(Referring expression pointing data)
....

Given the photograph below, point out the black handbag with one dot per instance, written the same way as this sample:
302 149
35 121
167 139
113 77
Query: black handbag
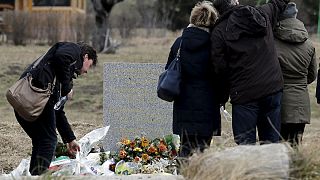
169 81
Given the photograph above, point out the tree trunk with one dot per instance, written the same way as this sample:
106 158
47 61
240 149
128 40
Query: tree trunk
102 40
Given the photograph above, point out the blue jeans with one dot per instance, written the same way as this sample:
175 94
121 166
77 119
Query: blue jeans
44 139
262 114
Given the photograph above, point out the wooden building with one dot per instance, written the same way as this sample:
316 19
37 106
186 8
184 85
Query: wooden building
59 17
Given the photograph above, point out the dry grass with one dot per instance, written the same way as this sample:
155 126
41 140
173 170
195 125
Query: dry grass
85 112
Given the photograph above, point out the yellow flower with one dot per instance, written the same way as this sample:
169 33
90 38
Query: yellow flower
145 157
137 159
122 154
125 141
144 142
137 149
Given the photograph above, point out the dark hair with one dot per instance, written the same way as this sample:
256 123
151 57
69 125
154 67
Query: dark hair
87 49
223 5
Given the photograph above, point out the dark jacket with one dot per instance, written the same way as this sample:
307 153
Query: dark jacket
298 63
196 110
243 51
61 61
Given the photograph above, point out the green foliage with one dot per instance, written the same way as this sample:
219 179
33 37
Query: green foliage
61 149
177 12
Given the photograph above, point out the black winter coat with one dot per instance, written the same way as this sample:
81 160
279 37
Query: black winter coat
196 110
243 51
61 61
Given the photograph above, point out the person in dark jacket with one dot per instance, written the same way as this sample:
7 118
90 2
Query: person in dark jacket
244 55
196 115
63 62
297 58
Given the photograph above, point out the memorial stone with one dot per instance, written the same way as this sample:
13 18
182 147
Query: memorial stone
131 106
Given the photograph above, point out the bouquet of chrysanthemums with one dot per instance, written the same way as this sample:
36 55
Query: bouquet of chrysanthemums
144 153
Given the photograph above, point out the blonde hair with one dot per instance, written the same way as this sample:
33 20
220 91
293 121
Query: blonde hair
203 14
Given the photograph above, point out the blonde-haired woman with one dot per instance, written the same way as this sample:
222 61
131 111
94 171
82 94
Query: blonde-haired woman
196 115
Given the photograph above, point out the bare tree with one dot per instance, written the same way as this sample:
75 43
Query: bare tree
101 39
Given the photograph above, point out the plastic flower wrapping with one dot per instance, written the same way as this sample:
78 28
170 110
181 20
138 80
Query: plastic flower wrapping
143 155
139 155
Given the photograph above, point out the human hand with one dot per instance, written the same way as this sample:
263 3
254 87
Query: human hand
72 148
70 94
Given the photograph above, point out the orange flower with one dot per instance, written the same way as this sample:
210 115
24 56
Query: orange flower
122 154
137 149
144 142
152 149
162 147
125 141
137 159
145 157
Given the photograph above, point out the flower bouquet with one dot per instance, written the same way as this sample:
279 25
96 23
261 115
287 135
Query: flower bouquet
146 155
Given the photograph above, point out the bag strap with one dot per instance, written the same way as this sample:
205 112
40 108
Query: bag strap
178 52
38 61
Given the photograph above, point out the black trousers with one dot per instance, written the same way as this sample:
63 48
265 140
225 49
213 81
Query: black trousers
292 132
191 143
262 114
44 139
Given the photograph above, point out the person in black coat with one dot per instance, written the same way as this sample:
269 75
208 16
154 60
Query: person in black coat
244 55
196 115
63 62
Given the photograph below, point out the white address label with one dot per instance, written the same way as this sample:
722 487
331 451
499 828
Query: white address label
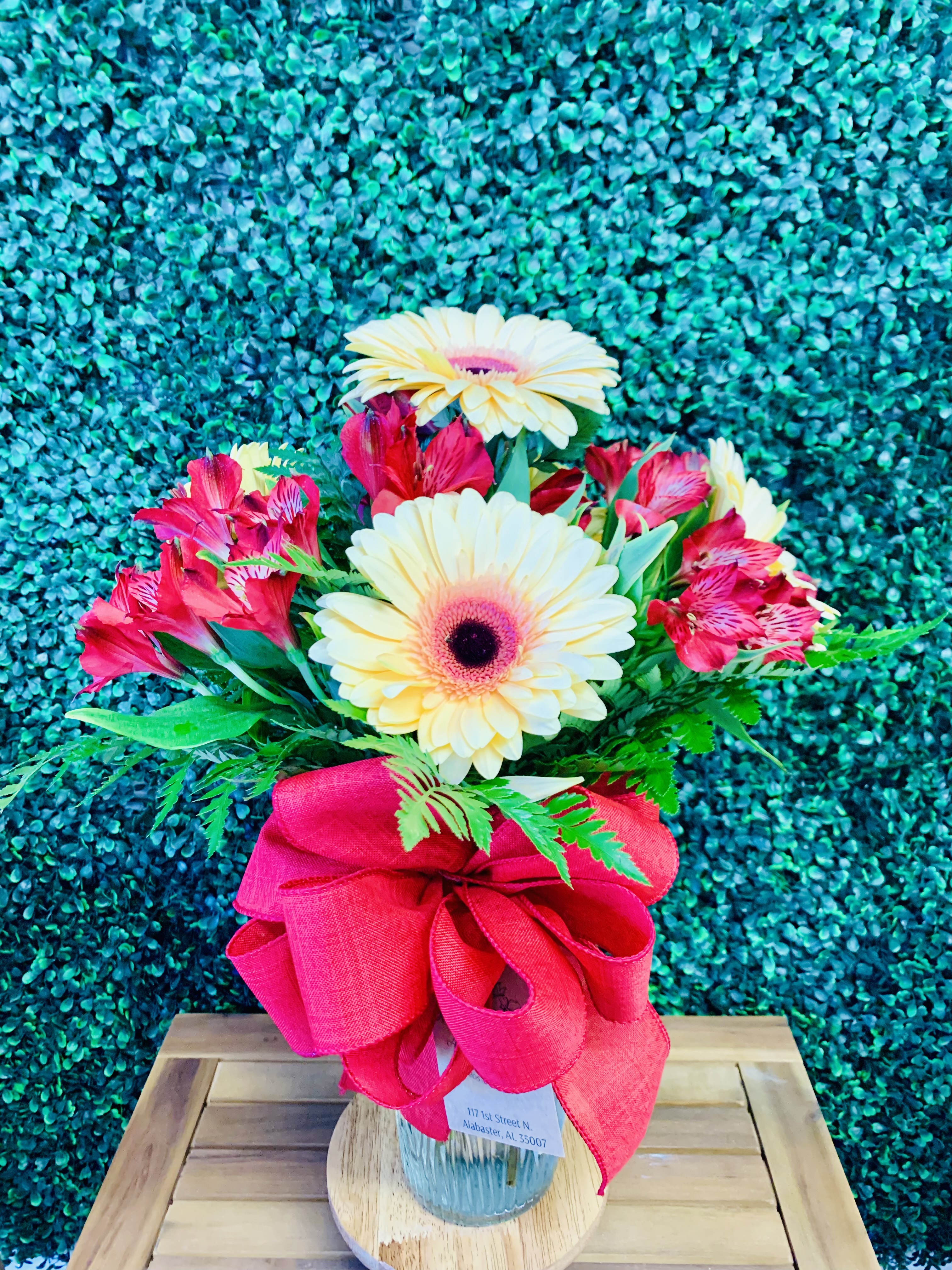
529 1121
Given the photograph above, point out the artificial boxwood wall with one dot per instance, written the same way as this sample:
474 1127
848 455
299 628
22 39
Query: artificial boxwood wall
749 205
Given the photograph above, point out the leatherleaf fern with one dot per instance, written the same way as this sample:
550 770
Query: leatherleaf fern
565 818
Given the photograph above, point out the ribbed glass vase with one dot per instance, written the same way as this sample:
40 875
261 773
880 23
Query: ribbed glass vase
470 1180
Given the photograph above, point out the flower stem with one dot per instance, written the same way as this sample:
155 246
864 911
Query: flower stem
298 658
204 690
221 658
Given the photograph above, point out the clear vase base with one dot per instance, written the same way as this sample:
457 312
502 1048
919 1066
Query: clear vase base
470 1180
385 1226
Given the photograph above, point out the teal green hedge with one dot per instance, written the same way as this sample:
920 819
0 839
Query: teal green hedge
749 205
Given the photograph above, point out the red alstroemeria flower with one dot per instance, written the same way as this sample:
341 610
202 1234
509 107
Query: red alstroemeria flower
724 543
267 609
610 465
280 516
791 625
174 614
202 512
366 439
668 486
455 460
253 599
787 614
710 620
113 636
558 489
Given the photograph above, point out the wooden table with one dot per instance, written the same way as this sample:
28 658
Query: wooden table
224 1163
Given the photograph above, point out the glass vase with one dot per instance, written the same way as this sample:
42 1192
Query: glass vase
473 1181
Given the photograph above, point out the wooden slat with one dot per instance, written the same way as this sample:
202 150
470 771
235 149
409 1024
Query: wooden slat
266 1081
695 1039
122 1226
732 1039
699 1084
256 1174
823 1222
707 1128
316 1081
233 1228
243 1126
268 1124
688 1178
226 1037
329 1261
696 1235
649 1178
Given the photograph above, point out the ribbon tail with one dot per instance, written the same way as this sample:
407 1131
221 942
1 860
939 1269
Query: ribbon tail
610 1093
262 956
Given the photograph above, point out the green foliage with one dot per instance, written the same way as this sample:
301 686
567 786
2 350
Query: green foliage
749 206
184 726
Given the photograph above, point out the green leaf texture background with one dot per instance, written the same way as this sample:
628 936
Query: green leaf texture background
748 204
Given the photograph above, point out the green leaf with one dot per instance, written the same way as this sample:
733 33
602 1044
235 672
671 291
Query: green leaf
640 553
579 826
846 644
727 719
252 649
588 427
214 817
346 709
184 726
190 657
171 790
535 820
572 505
694 732
65 756
424 801
129 763
516 479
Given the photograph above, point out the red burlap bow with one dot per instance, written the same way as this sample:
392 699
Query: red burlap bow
359 947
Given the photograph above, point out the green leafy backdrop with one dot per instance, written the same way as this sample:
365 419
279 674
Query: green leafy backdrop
749 205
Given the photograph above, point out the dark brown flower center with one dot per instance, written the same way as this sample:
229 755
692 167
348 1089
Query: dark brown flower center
473 643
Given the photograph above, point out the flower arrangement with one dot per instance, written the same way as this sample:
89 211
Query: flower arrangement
525 628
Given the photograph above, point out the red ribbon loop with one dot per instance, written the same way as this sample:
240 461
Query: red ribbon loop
357 947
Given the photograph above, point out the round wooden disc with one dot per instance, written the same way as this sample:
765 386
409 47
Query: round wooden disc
386 1228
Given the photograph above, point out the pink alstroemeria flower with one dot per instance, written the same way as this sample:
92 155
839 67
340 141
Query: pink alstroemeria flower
787 618
668 486
366 439
113 636
558 489
202 512
724 543
710 620
455 460
266 520
610 465
174 614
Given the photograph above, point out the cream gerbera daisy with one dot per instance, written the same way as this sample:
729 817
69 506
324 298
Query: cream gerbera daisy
733 489
508 374
497 618
252 456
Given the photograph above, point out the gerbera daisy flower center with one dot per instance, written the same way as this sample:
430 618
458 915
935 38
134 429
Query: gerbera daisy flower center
474 643
482 363
470 642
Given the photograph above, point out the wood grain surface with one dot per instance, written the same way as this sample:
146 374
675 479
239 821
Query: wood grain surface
225 1166
823 1222
380 1218
122 1226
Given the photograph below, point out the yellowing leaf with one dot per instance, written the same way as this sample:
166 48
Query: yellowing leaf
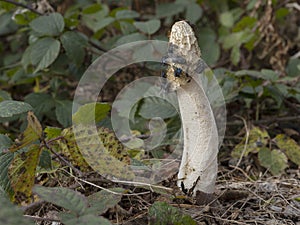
22 173
32 133
258 138
289 147
111 161
91 113
274 160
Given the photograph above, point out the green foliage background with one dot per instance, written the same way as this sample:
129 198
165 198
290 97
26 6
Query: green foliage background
252 47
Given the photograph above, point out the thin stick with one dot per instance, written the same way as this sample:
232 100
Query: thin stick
22 5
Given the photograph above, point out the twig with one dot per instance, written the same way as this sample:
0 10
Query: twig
22 5
105 189
266 121
41 219
246 142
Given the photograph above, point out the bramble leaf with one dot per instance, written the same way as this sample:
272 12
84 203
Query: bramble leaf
22 173
50 25
32 133
258 138
64 197
11 108
289 147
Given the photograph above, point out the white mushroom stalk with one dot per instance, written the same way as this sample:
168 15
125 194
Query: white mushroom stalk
198 168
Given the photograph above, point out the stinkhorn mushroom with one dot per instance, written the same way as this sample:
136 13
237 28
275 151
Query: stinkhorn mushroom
198 168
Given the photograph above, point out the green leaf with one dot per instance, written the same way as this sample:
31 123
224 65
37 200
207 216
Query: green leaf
42 103
11 108
257 139
52 132
271 75
74 44
11 214
293 67
100 202
43 52
168 9
126 14
5 142
156 107
22 173
92 8
45 160
32 133
24 17
86 219
4 95
92 112
163 213
130 38
149 27
209 46
7 25
274 160
50 25
26 60
193 12
237 38
235 55
63 112
5 161
245 22
289 147
64 197
226 19
265 74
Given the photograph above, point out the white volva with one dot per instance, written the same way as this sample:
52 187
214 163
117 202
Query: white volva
198 168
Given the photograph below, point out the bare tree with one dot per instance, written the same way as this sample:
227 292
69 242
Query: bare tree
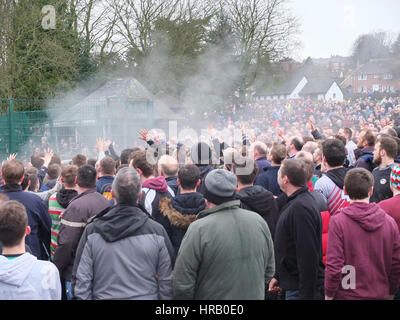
95 23
264 31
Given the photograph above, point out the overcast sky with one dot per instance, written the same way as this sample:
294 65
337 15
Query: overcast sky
330 27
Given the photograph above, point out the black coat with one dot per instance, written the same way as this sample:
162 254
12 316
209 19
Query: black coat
269 180
181 211
262 201
298 246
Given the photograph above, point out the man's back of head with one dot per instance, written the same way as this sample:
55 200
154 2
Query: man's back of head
246 171
220 186
358 184
87 177
107 166
79 160
68 175
294 173
168 166
189 177
278 153
127 186
334 152
259 149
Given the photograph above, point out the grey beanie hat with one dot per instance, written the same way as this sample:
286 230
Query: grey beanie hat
220 186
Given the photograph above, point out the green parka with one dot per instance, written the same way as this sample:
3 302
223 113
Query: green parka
226 254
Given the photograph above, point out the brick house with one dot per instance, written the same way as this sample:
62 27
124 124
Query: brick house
378 75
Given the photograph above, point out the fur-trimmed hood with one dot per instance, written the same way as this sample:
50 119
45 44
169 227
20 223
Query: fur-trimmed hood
182 210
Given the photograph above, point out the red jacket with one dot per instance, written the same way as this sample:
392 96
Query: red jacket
365 239
325 222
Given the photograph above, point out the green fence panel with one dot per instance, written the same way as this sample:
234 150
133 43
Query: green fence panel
28 126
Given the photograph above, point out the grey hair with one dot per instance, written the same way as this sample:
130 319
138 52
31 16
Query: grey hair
127 186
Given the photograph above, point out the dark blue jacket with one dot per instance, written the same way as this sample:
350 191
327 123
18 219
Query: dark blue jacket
269 180
38 219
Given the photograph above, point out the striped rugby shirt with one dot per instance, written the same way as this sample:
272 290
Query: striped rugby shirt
334 196
55 209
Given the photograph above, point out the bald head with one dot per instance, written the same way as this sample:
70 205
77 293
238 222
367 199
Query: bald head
168 166
260 150
127 186
310 147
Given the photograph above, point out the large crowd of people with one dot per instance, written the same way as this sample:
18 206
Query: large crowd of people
303 206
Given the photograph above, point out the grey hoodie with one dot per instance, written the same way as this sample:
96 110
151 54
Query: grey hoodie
27 278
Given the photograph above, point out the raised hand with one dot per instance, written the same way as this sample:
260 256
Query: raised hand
100 144
310 121
11 156
107 143
144 134
48 154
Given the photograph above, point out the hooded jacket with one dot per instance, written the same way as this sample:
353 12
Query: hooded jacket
153 190
298 245
27 278
226 254
261 201
57 204
75 218
181 211
38 219
367 239
123 254
330 185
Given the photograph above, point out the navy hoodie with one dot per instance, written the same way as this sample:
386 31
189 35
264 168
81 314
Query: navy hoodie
38 219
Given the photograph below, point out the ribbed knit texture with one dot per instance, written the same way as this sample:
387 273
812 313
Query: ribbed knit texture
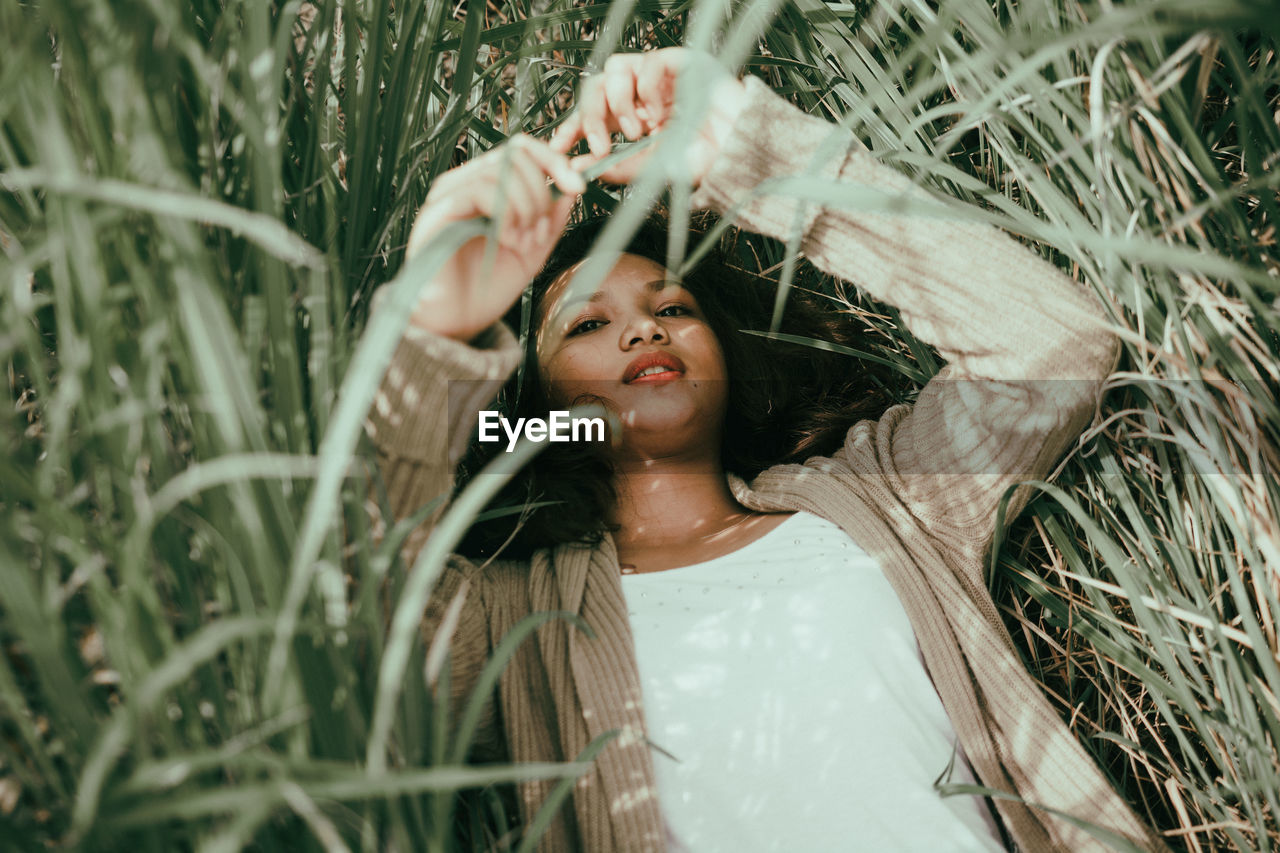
918 489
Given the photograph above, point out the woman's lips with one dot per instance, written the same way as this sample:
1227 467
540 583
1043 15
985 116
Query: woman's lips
672 368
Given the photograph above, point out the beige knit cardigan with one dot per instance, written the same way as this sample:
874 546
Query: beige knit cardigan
918 489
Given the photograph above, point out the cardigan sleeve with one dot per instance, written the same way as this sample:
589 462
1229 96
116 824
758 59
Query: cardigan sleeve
1025 347
421 420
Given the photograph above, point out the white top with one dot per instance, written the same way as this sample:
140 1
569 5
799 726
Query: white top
789 706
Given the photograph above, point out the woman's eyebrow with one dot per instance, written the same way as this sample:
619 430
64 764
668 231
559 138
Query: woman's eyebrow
653 287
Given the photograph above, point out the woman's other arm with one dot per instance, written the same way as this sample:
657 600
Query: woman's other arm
1025 347
456 354
453 357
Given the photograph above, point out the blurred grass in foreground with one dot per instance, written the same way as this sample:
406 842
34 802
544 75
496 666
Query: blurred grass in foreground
199 200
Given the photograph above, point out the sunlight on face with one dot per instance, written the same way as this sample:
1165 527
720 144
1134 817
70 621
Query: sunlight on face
641 346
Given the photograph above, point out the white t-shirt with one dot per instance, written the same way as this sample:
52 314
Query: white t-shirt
789 707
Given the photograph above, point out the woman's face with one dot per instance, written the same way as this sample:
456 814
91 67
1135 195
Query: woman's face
641 346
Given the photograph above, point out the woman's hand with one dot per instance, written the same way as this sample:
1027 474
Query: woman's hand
511 183
635 95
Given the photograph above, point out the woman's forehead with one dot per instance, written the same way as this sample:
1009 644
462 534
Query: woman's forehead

....

- [Task goal]: Copy every line of the data above in which the string "below" appears.

- [Exercise output]:
Given the photograph below, point out the black handbag with one dot per instance, written the same way as this sample:
Given the photograph below, point out the white address label with one dot per instance, written the same way as this sample:
Given the photograph below, point out the yellowing leaf with one dot per instance, written the same way as this sample:
Given the photograph below, point out the bare tree with one dot per instance, written the same way as this sample:
Given the photograph below, point out the ribbed knit texture with one dot per instance, written the same way as this sample:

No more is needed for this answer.